- Aufgabenstellung 1: Aktualisiere den Lesetext ab den Worten "Es gibt jedoch" bis einschließlich "als Schnitzel köstlich." und gib diesen Abschnitt wieder. Ersetze dabei "Sellerie" durch "Kohlrabi".
- Aufgabenstellung 2:
Beantworte folgende Fragen zum Lesetext:
(a) Wodurch lassen sich die Schnitzel leicht ersetzen?
(b) Was schmeckt laut Lesetext ebenfalls köstlich als Schnitzel?
(c) Was wird bei Fertigprodukten in den Fleischersatz eingearbeitet?

Die Schnitzel sind je nach den Details der Zubereitung vegetarisch oder sogar vegan, sie lassen sich natürlich auch leicht durch klassische Kalbsschnitzel ersetzen. Das Rezept ist deshalb sehr gut geeignet, wenn es deftig sein soll, aber man trotzdem Rücksicht auf individuelle Essgewohnheiten vegan, vegetarisch oder mit Fleisch nehmen will. Die erforderlichen Abweichungen beim Rezept sind minimal, und am Tisch sitzen alle mit dem gleichen Gericht, aber individuell angepassten Zutaten.

Es gibt jedoch auch Menschen mit Glutenunverträglichkeit. Mit Seitan auf der Speisekarte, also purem Gluten, wird man bei diesen Leuten aus nachvollziehbaren Gründen, keine Fangemeinde gründen können. Aber auch eine Scheibe blanchierter Sellerie schmeckt als Schnitzel köstlich.

Aber wie sieht es mit dem Geschmack aus? Zuhause, selbst zubereitet sind die Schnitzel definitiv besser, als alles Fertige aus dem Supermarkt. Bei der Textur, der Haptik hat allerdings die Fertigware die Nase vorn. Bei den Fertigprodukten werden Gemüsefasern, zum Beispiel Erbsenfasern, in den Fleischersatz eingearbeitet, wodurch die Textur der von Fleisch ziemlich nahe kommt. Ich finde das nicht so wichtig, meine Schnitzel waren weder zu weich noch gummiartig, sondern bissfest mit sehr angenehmer Konsistenz.

Anschnitt der veganene Schnitzel

Von der Farbe und Textur kommt das Homemade-Schnitzel also nicht ganz mit. Wen das stört, der muss also bei der Fleischemulation noch weiter experimentieren. Ich brauche das nicht, denn das Schitzel schmeckt weitaus besser, als es auf dem Foto aussieht.

- Bereitgestellte Einträge:
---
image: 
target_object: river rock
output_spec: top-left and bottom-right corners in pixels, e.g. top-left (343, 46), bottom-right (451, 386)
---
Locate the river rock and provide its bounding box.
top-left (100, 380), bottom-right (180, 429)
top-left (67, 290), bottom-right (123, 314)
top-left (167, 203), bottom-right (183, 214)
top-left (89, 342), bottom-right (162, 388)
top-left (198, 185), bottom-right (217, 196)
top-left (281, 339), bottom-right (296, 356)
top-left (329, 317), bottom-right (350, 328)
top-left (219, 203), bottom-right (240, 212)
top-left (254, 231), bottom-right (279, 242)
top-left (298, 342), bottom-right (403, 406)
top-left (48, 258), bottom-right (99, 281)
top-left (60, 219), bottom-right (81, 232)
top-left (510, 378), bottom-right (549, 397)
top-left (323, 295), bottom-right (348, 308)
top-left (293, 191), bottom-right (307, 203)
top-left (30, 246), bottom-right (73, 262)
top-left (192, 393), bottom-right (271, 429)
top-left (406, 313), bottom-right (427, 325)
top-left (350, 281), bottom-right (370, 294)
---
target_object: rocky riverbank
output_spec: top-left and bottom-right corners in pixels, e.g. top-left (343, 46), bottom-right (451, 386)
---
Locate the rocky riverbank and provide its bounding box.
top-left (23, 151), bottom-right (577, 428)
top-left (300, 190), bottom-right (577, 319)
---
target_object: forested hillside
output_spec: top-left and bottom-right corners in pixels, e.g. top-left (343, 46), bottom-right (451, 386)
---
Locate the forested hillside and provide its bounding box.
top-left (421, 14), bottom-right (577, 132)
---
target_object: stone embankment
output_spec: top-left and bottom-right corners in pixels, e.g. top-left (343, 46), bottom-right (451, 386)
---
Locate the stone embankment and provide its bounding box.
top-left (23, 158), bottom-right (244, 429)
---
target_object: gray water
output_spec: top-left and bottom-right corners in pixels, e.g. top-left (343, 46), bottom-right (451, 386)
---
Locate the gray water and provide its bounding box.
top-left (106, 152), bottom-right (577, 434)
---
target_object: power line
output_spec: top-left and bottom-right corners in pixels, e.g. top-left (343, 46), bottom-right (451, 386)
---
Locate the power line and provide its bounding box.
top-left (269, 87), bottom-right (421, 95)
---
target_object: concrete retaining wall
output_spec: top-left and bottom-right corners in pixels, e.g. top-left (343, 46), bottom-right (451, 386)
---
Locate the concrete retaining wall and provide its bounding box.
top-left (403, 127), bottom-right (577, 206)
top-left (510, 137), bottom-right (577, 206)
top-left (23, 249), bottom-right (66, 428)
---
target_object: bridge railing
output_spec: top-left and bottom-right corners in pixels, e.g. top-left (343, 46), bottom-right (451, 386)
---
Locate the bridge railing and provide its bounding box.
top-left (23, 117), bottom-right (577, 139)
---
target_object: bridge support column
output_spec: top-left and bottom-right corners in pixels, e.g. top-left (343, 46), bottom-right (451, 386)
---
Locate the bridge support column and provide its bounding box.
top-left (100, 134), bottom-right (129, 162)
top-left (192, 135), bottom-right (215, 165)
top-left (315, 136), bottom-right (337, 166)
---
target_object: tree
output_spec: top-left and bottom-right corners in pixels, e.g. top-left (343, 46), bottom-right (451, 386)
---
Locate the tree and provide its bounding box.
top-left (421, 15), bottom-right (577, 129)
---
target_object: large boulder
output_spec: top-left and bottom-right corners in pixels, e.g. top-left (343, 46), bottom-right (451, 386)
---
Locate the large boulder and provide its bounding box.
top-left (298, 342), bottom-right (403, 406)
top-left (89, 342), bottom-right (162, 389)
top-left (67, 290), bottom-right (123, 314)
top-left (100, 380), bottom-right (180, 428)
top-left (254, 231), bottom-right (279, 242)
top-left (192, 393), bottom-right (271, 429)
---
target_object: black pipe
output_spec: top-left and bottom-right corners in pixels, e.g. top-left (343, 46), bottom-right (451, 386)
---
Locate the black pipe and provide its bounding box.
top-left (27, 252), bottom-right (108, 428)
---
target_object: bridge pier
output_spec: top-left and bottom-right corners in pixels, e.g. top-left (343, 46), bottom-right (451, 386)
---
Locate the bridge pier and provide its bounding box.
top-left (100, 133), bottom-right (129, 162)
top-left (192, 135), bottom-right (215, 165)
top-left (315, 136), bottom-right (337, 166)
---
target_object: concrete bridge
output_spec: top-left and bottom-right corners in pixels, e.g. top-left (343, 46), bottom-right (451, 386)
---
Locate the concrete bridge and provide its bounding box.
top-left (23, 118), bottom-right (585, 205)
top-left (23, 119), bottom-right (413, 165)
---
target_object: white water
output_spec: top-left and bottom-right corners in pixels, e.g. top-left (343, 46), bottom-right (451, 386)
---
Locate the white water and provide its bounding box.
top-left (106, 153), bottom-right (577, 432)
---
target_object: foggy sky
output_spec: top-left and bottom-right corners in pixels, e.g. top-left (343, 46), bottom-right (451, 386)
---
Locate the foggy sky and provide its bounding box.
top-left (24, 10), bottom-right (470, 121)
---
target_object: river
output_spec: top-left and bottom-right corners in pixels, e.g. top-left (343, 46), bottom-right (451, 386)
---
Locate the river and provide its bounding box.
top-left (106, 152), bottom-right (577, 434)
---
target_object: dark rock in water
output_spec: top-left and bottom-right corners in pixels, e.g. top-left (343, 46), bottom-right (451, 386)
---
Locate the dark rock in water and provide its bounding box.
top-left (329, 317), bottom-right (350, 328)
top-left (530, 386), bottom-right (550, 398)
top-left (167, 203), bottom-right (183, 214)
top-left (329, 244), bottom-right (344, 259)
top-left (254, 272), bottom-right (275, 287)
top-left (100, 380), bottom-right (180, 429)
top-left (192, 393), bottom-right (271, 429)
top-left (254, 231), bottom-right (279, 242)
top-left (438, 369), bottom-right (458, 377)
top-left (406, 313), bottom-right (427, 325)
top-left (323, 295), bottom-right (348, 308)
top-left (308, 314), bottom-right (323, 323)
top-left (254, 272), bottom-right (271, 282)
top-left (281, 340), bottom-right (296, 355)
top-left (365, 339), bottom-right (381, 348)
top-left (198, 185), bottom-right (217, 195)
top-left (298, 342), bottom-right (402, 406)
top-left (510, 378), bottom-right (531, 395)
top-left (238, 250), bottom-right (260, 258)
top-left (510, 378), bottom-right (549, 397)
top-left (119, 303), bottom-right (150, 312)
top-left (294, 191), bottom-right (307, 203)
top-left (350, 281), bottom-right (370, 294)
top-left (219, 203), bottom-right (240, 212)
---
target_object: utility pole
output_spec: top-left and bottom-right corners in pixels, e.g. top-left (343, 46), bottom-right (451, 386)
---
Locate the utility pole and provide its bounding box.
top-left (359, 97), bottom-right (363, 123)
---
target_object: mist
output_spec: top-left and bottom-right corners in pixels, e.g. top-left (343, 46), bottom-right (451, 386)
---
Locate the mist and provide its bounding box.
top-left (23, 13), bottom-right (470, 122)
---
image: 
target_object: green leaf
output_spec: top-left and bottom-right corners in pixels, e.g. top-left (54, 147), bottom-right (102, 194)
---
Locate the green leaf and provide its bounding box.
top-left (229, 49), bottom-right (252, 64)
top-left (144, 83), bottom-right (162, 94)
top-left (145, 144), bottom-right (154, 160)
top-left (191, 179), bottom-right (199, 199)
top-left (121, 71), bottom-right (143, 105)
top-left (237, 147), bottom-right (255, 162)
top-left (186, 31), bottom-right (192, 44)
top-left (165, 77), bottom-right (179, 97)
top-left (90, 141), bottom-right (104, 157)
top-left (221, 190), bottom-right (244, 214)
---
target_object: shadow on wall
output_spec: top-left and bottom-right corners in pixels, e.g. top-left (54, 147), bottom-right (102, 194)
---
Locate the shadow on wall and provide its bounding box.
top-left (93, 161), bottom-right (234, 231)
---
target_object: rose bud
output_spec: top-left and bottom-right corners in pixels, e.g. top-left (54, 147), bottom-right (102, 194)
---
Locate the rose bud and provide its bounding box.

- Ergebnis 1:
Es gibt jedoch auch Menschen mit Glutenunverträglichkeit. Mit Seitan auf der Speisekarte, also purem Gluten, wird man bei diesen Leuten aus nachvollziehbaren Gründen, keine Fangemeinde gründen können. Aber auch eine Scheibe blanchierter Kohlrabi schmeckt als Schnitzel köstlich.

- Ergebnis 2:
(a) Durch klassische Kalbsschnitzel.
(b) Eine Scheibe blanchierter Sellerie.
(c) Gemüsefasern, zum Beispiel Erbsenfasern.